Porém, frisa, o TEDH "tem uma jurisprudência muito clara", considerando a liberdade de imprensa "'o 'watchdog' [vigilante] da democracia", o que não quer dizer que os jornalistas não tenham deveres a cumprir.
Portugal tem também sido alvo de "algumas queixas" por incumprimento de obrigações do Estado em matéria de direito à vida, em casos de pessoas com perturbações mentais que cometeram suicídio.
Já a lentidão da justiça -- motivo de anteriores reparos do TEDH a Portugal -- "é um problema que está resolvido", porque os tribunais administrativos nacionais passaram a considerar "a morosidade processual um direito das pessoas".
Ana Guerra Martins recusa traçar um retrato negro e destaca que, dos 47 Estados do Conselho da Europa, "meia dúzia" (entre os quais Rússia, Turquia ou Polónia) concentram "muito mais que metade das queixas" e os restantes "têm uma situação bastante exemplar".
A juíza -- a quinta de Portugal no TEDH e a primeira mulher -- assumiu funções a 1 de abril de 2020 e diz que "ainda é cedo" para determinar o impacto da covid-19 na jurisprudência europeia.
Certo é que o TEDH tem recebido "muitas queixas relacionadas com as limitações" impostas pela pandemia, nomeadamente sobre vacinação. Os franceses, por exemplo, entupiram o Tribunal, com "mil queixas por dia", a propósito de terem de mostrar o passe sanitário em restaurantes e eventos culturais.
"Agora, uma coisa são as queixas que recebemos, outra coisa, completamente diferente, são as queixas a que podemos responder", distingue a professora de Direito.
"Decisões propriamente ditas em matéria de covid temos pouquíssimas, umas três ou quatro", contabiliza, acrescentando que todas foram consideradas "inadmissíveis (...), ou porque eram manifestamente mal fundadas, ou porque não preenchiam os requisitos mínimos".
Isto porque, "muitas vezes as pessoas recorrem ao Tribunal sem preencherem os requisitos de acesso: não são vítimas e não esgotaram os meios internos que existem", assinala, recordando que o TEDH "só deve atuar quando os tribunais nacionais falham".
Reconhecendo que "os tempos de crise são particularmente propícios à violação de direitos", a juíza nota que "em tempos de crise também há outros aspetos que têm de ser tidos em conta, por exemplo a saúde pública".
Mas "é importante que as restrições respeitem" certos princípios: terem um fim legítimo, existir uma relação entre a restrição e esse fim e serem aceitáveis numa sociedade democrática.
"O problema é que alguns governos se aproveitaram desta situação para estarem permanentemente em situação de emergência. Fecharam parlamentos, fecharam a maior parte dos tribunais... isso é que já pode passar aqueles requisitos mínimos", reconhece.
Em abril, o TEDH adotou um acórdão sobre a obrigatoriedade da vacinação (explicitando que não se referia à covid-19), no qual dá razão à República Checa na imposição da vacinação às crianças que frequentem a escola, contestada por alguns pais.
-*-
Tarefa =>
Responda a estas perguntas sobre o texto relativo ao TEDH:
1. Em que data a juíza assumiu funções no TEDH?
2. Quantas queixas por dia enviaram os franceses a propósito do passe sanitário?
3. A que país deu razão o acórdão de abril sobre a obrigatoriedade da vacinação?
-*-
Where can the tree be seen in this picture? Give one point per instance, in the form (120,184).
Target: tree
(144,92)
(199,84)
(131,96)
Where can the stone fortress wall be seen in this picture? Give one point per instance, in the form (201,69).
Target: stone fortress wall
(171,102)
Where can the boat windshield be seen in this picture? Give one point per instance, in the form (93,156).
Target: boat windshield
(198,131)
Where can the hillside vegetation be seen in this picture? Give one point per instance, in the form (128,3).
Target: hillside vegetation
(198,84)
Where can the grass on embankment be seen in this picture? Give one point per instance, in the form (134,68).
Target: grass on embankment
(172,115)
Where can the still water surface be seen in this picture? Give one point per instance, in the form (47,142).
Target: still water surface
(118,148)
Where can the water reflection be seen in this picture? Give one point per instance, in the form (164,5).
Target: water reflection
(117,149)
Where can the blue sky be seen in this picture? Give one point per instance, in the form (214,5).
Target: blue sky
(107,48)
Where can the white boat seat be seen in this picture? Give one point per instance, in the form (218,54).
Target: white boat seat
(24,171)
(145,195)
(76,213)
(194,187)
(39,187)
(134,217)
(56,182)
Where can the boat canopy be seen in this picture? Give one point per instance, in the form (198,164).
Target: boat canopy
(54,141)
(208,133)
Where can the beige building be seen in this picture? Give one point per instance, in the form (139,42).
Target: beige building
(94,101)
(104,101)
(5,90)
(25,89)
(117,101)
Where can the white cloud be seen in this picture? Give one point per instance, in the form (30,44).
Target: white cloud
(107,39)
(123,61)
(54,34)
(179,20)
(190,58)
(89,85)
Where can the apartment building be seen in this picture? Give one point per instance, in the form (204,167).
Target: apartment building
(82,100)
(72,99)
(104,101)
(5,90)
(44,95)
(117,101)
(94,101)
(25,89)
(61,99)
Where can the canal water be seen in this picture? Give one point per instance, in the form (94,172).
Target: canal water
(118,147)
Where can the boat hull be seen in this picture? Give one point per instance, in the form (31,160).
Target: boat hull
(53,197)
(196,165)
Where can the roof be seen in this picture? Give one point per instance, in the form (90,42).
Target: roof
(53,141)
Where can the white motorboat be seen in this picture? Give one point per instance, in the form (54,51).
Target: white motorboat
-*-
Resposta =>
1. A 1 de abril de 2020.
2. Mil queixas por dia.
3. À República Checa.